[Position annotation records]
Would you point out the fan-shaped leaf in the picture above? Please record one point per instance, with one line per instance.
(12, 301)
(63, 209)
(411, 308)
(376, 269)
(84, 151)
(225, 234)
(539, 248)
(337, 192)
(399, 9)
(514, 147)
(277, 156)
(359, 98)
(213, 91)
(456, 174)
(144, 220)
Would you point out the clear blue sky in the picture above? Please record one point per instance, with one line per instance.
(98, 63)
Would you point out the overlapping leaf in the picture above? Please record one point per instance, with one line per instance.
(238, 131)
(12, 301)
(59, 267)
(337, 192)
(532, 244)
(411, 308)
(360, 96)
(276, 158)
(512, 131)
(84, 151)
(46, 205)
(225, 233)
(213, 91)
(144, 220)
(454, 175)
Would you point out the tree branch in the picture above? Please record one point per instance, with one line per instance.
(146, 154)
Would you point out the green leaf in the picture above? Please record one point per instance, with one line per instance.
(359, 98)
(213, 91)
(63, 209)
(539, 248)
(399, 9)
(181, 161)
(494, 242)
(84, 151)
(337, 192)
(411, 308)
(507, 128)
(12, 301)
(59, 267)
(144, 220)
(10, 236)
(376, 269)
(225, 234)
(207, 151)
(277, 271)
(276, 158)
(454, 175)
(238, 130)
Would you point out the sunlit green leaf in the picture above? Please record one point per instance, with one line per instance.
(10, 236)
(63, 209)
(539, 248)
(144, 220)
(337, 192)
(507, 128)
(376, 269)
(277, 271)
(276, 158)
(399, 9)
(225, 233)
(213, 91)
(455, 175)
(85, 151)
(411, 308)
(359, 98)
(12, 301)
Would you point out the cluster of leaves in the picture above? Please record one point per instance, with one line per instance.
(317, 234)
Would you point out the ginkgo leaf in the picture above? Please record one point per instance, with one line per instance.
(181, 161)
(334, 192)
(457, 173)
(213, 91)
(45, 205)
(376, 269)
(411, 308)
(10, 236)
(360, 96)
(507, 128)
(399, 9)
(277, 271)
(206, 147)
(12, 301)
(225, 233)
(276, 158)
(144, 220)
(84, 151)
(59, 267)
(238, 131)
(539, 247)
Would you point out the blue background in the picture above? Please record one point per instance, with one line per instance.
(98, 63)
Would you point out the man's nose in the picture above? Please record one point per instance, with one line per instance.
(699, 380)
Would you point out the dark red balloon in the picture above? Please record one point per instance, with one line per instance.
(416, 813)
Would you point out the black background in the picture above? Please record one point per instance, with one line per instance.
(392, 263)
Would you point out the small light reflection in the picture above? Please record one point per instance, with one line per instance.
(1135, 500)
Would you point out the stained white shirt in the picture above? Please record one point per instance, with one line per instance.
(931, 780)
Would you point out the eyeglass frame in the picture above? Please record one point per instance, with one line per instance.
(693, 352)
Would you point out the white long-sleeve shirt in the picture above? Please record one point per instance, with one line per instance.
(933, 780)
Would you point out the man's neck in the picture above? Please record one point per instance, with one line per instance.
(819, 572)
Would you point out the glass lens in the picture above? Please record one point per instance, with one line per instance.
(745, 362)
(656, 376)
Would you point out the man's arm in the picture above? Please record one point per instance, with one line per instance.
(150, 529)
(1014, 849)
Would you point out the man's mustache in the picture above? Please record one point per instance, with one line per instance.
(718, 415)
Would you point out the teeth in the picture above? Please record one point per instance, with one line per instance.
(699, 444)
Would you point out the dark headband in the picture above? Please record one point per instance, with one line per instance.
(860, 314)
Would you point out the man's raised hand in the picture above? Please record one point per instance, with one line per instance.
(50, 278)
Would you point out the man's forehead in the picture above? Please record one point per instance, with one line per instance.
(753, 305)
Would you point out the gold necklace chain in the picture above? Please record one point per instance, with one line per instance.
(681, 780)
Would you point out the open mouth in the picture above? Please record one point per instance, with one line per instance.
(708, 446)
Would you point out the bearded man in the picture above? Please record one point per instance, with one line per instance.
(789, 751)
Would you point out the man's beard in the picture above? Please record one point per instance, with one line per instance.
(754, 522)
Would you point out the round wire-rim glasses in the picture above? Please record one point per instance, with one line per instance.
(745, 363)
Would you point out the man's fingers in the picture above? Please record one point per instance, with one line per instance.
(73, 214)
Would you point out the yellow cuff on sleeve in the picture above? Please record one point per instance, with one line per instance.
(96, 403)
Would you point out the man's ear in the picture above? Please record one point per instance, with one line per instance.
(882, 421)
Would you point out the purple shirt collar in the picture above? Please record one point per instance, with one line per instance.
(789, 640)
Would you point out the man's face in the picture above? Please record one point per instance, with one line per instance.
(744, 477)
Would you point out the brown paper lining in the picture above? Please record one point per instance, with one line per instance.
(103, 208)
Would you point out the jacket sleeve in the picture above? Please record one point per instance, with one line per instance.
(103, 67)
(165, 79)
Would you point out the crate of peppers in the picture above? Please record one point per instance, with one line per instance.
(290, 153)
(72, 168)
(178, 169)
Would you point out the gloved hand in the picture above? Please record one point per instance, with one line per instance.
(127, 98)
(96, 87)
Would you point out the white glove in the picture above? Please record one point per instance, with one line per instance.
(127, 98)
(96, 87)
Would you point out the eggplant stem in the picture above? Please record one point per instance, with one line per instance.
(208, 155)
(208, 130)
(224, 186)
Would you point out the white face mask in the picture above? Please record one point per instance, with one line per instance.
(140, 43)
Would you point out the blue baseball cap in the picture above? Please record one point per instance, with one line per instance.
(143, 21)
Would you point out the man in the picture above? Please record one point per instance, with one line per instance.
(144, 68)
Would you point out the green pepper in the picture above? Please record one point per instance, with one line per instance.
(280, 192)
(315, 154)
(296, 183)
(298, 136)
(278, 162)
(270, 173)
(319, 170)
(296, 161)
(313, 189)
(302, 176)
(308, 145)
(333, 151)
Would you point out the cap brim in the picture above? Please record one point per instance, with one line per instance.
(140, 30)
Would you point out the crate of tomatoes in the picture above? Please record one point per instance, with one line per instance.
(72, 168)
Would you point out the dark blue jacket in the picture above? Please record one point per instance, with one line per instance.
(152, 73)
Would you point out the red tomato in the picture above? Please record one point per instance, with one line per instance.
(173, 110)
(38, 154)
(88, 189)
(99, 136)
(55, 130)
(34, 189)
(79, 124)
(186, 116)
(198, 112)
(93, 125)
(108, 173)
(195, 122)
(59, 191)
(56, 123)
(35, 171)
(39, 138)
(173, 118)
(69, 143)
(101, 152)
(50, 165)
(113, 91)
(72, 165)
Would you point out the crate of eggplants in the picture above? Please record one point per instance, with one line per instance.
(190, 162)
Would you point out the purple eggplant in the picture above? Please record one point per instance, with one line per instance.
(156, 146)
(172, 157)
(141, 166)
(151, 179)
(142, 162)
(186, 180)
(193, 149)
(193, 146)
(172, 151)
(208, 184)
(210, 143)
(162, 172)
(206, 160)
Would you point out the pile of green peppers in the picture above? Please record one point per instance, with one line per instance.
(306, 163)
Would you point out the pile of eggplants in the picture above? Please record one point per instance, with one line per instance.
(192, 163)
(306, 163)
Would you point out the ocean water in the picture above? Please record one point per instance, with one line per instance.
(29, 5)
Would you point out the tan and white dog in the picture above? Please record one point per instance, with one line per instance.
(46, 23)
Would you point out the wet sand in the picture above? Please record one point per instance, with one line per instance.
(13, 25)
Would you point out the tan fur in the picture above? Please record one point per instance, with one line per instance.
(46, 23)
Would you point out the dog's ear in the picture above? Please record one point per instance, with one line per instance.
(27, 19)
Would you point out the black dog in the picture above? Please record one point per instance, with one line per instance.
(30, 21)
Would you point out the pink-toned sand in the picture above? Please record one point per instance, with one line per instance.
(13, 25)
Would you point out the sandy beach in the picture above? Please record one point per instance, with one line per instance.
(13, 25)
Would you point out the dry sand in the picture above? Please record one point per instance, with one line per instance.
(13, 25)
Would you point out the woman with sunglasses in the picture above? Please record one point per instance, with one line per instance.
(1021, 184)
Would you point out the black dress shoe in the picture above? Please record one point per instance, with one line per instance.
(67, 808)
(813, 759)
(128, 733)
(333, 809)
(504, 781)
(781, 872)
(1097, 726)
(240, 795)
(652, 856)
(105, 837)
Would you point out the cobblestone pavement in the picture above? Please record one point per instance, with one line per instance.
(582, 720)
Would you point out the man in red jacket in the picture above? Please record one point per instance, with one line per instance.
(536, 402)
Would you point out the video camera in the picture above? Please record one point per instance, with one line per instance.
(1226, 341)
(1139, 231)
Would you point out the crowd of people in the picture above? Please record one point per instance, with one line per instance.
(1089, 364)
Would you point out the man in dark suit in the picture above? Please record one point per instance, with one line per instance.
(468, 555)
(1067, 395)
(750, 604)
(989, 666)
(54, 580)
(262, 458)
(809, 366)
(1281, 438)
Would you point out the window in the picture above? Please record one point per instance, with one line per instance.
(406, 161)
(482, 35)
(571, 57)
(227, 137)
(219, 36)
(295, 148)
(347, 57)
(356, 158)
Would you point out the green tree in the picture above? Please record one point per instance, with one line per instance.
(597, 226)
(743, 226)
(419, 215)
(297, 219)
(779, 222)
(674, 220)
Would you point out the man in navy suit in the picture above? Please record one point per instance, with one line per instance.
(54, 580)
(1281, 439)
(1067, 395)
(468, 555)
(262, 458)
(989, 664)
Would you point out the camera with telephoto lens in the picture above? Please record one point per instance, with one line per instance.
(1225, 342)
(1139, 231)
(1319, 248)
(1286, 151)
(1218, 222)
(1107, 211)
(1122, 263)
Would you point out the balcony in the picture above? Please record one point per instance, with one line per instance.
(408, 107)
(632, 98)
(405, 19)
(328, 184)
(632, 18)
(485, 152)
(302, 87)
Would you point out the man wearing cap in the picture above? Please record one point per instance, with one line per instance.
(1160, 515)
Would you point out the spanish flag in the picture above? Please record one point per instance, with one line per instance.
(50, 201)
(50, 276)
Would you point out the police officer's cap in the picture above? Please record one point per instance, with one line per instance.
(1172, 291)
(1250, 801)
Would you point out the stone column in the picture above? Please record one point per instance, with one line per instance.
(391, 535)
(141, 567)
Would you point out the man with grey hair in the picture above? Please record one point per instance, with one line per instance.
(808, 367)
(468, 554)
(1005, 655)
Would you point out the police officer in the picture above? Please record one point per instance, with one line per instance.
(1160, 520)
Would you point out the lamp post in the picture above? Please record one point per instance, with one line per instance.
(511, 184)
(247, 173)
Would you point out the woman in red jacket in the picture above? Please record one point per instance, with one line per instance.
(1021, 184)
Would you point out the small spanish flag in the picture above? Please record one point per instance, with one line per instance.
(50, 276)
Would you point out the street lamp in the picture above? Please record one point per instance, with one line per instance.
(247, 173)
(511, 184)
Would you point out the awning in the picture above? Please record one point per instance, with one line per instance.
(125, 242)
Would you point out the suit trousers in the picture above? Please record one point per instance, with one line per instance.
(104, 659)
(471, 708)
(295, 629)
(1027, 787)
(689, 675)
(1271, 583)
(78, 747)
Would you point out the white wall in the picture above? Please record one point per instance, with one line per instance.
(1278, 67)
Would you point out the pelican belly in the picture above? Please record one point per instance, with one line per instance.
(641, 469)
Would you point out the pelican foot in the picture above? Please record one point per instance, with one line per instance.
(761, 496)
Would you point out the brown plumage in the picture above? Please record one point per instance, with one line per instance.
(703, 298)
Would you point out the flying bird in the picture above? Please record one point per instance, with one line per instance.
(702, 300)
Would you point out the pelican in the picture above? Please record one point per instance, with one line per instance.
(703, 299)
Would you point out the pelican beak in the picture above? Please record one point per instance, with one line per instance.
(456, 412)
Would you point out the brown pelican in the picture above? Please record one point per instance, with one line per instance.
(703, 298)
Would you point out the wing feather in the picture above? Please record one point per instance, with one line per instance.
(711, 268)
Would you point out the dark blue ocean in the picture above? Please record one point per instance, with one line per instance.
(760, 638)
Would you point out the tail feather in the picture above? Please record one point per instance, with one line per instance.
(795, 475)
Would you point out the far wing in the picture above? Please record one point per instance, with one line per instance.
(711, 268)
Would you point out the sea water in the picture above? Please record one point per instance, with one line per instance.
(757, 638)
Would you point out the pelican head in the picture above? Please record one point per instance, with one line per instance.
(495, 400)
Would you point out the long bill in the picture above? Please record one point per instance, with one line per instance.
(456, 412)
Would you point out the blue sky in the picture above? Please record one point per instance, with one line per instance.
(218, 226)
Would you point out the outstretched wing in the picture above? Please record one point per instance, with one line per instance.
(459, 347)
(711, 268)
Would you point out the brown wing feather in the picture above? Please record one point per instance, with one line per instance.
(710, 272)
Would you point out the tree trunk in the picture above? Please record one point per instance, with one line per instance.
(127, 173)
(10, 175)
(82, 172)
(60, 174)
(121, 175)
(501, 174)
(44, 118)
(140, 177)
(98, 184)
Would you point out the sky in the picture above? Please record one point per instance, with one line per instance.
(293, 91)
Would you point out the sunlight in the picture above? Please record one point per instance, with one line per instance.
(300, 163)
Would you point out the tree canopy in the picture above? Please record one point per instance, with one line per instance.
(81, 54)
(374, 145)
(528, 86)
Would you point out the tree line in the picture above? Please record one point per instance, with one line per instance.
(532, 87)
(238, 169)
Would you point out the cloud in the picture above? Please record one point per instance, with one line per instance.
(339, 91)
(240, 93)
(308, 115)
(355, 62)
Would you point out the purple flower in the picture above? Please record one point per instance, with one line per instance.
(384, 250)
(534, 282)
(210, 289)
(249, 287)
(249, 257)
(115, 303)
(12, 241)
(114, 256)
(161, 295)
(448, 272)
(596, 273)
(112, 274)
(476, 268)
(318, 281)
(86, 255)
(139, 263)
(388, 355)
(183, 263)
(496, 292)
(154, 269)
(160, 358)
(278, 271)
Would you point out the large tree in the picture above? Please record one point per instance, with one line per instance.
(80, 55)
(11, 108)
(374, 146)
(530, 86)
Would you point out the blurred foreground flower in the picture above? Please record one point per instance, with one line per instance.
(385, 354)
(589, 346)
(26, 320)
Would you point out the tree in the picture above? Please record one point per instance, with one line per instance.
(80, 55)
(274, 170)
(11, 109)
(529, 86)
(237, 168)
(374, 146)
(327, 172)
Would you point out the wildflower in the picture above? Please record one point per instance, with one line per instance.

## TO DO
Every line from the one containing "Would you point out the sky" through the last line of the entries must be written out verbatim, and no other line.

## RESULT OF THE TASK
Would you point out the sky in the picture above? Please record one point per instance, with one line per instance.
(293, 91)
Would you point out the sunlight in the picture above? Please record one point per instance, with one line per instance.
(300, 163)
Would you point out the tree canopy in the picture above? Please record one point per instance, with one line per instance.
(81, 54)
(374, 145)
(528, 86)
Would you point out the tree line in the picture above? Please record one point per instance, with one line per instance.
(532, 87)
(238, 169)
Would you point out the cloud in the picture above? Please record one point per instance, with one line per instance.
(339, 91)
(240, 93)
(308, 115)
(355, 62)
Would you point out the purple flower in the picture above? Please record one point per instance, with one line per instance.
(384, 250)
(534, 282)
(210, 289)
(249, 287)
(249, 257)
(115, 303)
(12, 241)
(114, 256)
(161, 295)
(448, 272)
(596, 273)
(112, 274)
(476, 268)
(318, 281)
(86, 255)
(139, 263)
(388, 355)
(183, 263)
(496, 292)
(154, 269)
(160, 358)
(278, 271)
Would you point out the large tree in the picture above? Please record one point per instance, with one line per instance.
(80, 55)
(11, 108)
(374, 146)
(530, 86)
Would you point out the blurred foreground flower in the picture above? Please record one point per instance, with one line per instance.
(385, 354)
(589, 346)
(26, 320)
Would you point out the tree in the picture above? Please record one point per instance, with one line per instance.
(80, 55)
(274, 170)
(11, 109)
(529, 86)
(237, 168)
(374, 146)
(327, 172)
Would you point out the wildflower in the picture above? Please record one point per instance, with one line per instance.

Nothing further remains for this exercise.